__Objetivo A__: En el extracto sobre el conflicto, ¿qué se sitúa entre la esfera de la paz y la zona de guerra?
__Objetivo B__: Prosigue el extracto sobre el conflicto y la convivencia a partir de su última oración.

__Extracto__:
####

Como se puede apreciar en la Figura 1, podemos entender las relaciones interpersonales como un proceso continuo entre la esfera de la paz –donde prevalecen las relaciones de concordia y armonía– y la zona de guerra, donde la violencia prevalece buscando destruir al adversario. Entre ambos extremos se encuentra el conflicto, donde las relaciones están en tensión y confrontación.

El conflicto en sí mismo no es bueno ni malo, es una realidad propia de la convivencia. Incluso, como dice Loreto González (2004, p. 15): “Enfrentar conflictos es un proceso muy enriquecedor, un proceso de aprendizaje. En el proceso de resolución pacífica de conflictos se adquieren y desarrollan habilidades sociales y cognitivas muy necesarias justamente para que los seres humanos nos relacionemos adecuadamente unos con otros”. El problema es cuando el conflicto no cumple esa función educativa y continúa escalando hacia la guerra, generando agresiones crecientes, que dañan psicológica y físicamente a uno o las dos partes implicadas.

En las relaciones pacíficas predominan las coincidencias y la armonía. Es normal y hasta sano que existan diferencias y desacuerdos de opiniones, entre quienes piensan distinto. En esos momentos, la tarea del maestro es clave para que puedan confrontar las ideas y aceptar el disenso sin que este perjudique las buenas relaciones. Eso es trabajar para la paz y la democracia. Se trata de una enseñanza prioritaria para construir una sociedad sana y feliz. Desafortunadamente muchas veces la discusión se traslada al ámbito personal –especialmente entre los niños– para generar malestares y un clima de hostilidad. En esas circunstancias suelen aparecer el rechazo y diferentes formas de violencia. Allí emergen los comportamientos descalificadores, la animadversión, el hostigamiento, los abusos y el acoso continuo, como la perversa discriminación que sufrió Manuel. En el estado de guerra, domina la violencia abierta y desatada, con el propósito deliberado de dañar o destruir al otro.

####

__Filas de datos__:
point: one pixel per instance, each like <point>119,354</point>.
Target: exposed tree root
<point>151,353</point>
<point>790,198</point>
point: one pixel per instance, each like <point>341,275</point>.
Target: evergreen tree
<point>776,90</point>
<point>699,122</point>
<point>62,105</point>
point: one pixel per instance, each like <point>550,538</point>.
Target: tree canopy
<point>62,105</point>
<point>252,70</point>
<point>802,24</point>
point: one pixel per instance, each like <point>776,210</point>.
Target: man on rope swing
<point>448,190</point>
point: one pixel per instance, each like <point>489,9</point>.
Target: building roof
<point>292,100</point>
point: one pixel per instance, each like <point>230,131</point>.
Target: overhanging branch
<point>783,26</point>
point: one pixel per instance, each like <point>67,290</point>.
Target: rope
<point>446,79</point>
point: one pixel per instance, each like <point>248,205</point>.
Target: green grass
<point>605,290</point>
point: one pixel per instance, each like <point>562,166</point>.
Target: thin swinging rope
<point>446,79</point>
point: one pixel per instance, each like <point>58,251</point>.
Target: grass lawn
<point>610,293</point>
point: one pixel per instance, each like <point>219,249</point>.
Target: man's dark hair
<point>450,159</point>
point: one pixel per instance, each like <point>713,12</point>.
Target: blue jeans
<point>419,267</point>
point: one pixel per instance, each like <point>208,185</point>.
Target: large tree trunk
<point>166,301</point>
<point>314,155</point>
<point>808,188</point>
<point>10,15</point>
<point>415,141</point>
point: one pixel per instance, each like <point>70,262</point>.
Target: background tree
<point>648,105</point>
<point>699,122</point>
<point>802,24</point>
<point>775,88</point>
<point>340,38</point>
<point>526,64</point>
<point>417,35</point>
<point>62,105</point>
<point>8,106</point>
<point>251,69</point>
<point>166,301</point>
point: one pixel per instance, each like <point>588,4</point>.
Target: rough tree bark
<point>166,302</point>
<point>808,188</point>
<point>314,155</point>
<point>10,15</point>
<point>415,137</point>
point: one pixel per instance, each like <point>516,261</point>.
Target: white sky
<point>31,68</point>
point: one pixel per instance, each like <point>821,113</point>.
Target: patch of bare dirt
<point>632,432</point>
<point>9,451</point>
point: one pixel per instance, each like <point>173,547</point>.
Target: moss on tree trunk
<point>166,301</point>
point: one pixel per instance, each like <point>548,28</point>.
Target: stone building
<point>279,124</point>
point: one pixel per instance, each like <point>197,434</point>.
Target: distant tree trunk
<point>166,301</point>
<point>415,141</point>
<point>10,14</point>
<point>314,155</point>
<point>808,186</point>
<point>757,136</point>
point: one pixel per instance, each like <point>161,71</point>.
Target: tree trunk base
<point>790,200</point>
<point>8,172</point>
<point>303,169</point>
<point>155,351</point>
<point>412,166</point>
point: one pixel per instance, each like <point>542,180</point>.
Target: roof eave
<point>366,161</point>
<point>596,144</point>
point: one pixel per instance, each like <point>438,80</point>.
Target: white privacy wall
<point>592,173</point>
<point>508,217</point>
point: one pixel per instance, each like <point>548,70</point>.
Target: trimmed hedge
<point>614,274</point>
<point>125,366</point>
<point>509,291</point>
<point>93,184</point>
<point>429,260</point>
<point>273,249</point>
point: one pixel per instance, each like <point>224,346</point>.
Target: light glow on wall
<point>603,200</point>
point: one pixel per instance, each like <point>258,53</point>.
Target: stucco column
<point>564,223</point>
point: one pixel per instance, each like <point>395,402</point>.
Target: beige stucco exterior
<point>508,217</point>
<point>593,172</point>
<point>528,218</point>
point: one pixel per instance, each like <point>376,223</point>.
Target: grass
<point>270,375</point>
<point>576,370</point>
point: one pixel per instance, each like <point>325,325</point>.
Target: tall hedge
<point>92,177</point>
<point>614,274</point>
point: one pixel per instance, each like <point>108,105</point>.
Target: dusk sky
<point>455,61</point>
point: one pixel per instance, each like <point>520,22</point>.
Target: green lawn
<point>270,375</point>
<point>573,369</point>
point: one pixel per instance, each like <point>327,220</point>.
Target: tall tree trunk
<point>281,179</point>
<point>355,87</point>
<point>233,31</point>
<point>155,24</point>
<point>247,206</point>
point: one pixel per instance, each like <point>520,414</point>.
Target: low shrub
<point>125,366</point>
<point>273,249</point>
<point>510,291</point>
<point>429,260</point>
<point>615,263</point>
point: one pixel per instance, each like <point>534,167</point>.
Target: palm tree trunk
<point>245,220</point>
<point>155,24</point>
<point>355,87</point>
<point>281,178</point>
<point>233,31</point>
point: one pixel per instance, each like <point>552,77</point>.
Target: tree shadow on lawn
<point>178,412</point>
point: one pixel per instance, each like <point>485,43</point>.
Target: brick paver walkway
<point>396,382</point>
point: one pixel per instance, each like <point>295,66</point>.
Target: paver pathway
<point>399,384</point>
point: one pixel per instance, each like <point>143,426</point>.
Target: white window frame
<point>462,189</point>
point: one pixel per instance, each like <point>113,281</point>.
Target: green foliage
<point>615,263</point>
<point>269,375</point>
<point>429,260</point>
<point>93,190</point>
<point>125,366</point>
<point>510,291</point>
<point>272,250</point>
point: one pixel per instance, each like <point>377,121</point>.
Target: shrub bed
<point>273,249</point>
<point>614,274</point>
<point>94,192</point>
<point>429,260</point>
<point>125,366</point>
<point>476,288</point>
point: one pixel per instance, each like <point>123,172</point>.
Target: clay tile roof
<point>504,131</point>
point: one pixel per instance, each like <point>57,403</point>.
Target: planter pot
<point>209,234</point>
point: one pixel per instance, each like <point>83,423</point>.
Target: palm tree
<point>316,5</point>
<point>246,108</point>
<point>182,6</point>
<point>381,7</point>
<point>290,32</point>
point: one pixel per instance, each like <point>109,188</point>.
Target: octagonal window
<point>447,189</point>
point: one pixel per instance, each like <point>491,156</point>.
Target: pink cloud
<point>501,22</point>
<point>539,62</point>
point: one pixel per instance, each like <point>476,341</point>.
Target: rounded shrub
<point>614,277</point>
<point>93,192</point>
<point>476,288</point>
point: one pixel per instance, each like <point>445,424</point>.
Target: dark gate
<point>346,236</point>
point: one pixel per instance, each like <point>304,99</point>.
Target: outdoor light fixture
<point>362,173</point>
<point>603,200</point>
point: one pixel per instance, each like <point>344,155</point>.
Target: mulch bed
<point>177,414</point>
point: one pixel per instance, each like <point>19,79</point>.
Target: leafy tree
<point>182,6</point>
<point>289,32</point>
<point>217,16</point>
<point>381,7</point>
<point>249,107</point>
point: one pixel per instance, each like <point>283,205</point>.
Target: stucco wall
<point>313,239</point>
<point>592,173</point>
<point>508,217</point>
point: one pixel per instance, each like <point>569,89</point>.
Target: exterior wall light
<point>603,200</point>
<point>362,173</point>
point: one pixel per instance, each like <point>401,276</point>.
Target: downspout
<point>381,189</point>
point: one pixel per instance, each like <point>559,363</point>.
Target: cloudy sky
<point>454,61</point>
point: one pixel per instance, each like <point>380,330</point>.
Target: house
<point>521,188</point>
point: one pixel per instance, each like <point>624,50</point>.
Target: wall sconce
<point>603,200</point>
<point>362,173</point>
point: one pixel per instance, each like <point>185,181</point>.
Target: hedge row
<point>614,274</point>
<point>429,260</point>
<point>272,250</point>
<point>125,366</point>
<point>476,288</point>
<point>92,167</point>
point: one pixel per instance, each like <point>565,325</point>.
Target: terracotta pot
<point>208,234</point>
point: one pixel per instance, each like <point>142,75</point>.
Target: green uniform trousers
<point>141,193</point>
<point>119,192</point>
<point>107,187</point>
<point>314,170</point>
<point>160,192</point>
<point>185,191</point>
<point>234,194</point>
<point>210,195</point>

####

__Resultado final A__: El conflicto, donde las relaciones están en tensión y confrontación.

__Resultado final B__:
En estos niveles avanzados de disputa y enemistad, el problema por lo general trasciende lo interpersonal para extenderse al grupo, incluyendo a otras personas en el litigio, que van incorporándose ya sea como aliados o como rivales, favoreciendo uno u otro de los contendientes. Es decir, se van constituyendo bloques de enfrentamiento, con diferentes grados de intervención. Los primeros que suelen integrarse a la querella son los familiares, compañeros de clase o amigos allegados a los protagonistas. Todo lo cual incrementa la rivalidad y el malestar, haciendo más difícil la reconciliación o el retorno de la relación a la esfera de la paz.

Nos parece útil plantear este marco general para entender mejor la inserción de los métodos de resolución de conflictos, como son el perdón y la reconciliación. ¿Dónde se ubica la reconciliación en este modelo de entender los conflictos interpersonales? Como puede apreciarse en la Figura 1, es un procedimiento asistencial para reparar los vínculos trastornados por los procesos de conflicto o violencia.

La maestra de Luis y Juan se preguntaba: “¿Qué estoy haciendo acá? ¿En qué me he convertido? ¿Debo ser un policía del orden?” Los maestros son educadores y, también agentes de salud interrelacional. Deberían intervenir en los pleitos personales y grupales de sus alumnos, a lo largo del continuo paz-guerra, para mantener e incrementar la buena convivencia. Deben constituirse en promotores de la paz social, ser constructores de la conciencia comunitaria para crear una convivencia solidaria, donde predomine la unidad y la reciprocidad. Por supuesto, esto es más fácil decirlo que lograrlo. ¿De qué manera se pueden materializar los ideales de la paz social? Hay muchos procedimientos, recursos y métodos que pueden implementarse, algunos de los cuales estaremos considerando a lo largo del presente libro.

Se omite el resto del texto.